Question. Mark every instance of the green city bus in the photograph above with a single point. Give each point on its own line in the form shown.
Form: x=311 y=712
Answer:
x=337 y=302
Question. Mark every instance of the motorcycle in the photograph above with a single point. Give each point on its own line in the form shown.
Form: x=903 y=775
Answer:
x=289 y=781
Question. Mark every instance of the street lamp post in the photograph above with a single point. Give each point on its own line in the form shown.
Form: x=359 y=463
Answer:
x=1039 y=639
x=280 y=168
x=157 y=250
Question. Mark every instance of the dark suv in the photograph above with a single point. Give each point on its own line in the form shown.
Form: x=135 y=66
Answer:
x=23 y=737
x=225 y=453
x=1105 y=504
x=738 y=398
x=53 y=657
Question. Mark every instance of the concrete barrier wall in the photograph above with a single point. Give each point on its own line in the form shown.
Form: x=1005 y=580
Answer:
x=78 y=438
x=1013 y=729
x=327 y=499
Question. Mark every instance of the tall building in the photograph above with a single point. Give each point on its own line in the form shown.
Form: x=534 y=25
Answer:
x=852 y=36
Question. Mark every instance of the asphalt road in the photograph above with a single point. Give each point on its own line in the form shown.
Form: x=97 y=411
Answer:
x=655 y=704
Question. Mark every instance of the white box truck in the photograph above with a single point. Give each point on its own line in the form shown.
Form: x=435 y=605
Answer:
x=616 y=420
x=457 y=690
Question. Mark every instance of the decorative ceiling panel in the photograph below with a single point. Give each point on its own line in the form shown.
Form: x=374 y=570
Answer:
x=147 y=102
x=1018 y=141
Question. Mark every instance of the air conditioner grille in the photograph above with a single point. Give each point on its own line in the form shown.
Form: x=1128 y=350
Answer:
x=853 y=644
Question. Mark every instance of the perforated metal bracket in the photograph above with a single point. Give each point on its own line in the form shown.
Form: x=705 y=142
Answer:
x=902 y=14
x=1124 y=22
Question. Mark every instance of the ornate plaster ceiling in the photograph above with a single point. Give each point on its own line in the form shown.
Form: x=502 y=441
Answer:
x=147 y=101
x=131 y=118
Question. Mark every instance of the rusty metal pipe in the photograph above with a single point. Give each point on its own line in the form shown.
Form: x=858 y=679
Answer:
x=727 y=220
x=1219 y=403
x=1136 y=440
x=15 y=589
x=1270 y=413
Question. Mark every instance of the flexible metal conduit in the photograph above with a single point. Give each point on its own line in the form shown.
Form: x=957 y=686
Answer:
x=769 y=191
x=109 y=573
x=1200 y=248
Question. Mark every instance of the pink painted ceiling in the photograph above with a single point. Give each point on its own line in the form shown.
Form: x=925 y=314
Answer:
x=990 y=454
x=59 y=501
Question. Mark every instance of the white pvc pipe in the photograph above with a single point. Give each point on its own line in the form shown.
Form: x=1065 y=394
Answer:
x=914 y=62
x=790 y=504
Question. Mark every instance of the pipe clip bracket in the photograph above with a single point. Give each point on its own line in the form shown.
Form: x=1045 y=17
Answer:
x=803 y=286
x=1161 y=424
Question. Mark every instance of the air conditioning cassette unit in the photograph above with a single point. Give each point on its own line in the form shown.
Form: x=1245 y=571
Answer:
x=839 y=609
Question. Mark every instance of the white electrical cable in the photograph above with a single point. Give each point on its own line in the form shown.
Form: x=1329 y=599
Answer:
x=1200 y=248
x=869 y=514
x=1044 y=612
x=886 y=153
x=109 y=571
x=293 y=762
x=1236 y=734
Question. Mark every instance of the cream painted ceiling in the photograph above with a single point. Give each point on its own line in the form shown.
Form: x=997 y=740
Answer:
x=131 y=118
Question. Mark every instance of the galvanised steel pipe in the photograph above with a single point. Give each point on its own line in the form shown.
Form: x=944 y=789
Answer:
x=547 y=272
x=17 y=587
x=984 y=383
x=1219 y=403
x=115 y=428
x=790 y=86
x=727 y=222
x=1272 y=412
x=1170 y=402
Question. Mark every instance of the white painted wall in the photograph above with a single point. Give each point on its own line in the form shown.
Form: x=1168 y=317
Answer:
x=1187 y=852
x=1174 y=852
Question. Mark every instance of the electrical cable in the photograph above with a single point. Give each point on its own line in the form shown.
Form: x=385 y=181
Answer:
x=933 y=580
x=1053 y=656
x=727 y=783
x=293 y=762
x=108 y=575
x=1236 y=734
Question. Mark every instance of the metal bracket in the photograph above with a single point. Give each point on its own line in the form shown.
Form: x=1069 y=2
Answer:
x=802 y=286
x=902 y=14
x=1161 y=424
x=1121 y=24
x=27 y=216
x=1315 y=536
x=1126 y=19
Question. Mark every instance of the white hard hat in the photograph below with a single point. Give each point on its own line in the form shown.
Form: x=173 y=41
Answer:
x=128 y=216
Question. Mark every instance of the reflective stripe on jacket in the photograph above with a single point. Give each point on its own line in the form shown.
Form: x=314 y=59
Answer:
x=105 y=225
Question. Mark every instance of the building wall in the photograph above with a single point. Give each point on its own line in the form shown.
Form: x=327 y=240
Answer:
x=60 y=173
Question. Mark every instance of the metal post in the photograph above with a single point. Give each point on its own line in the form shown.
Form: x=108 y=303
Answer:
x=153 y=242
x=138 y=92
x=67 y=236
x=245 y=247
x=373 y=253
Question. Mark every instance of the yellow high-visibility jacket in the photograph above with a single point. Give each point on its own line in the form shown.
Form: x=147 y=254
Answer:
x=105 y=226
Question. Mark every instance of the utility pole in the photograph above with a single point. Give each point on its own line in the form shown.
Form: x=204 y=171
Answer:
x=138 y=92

- YOUR GOAL -
Transcribe the data above word for word, starting at the line that contains "Question. Mark every instance of the reflective" and ending at the final line of the data.

- EXPECTED ANSWER -
Question. Mark every instance of the reflective stripe on jacket in the photograph above with a single point. Give each point on its own line in the form shown.
Form: x=314 y=59
Answer:
x=105 y=225
Question. Mark every instance of the building wall in the photograph above with a single point. Give each point on its own line in the form shown.
Form: x=327 y=240
Answer:
x=60 y=173
Question. Mark every instance of the metal post in the photograph above with a single point. Give each point on its own line in the form shown.
Form: x=108 y=303
Answer:
x=153 y=242
x=138 y=92
x=67 y=236
x=245 y=247
x=373 y=253
Question. Mark every instance of the yellow high-visibility jacket in the photograph above with a single point. Give each point on its own line in the form shown.
Form: x=147 y=254
Answer:
x=105 y=226
Question. Mark every instance of the utility pole in the photograph above with a single point. Give each point on its own line in the form shown.
Form: x=204 y=171
Answer:
x=138 y=92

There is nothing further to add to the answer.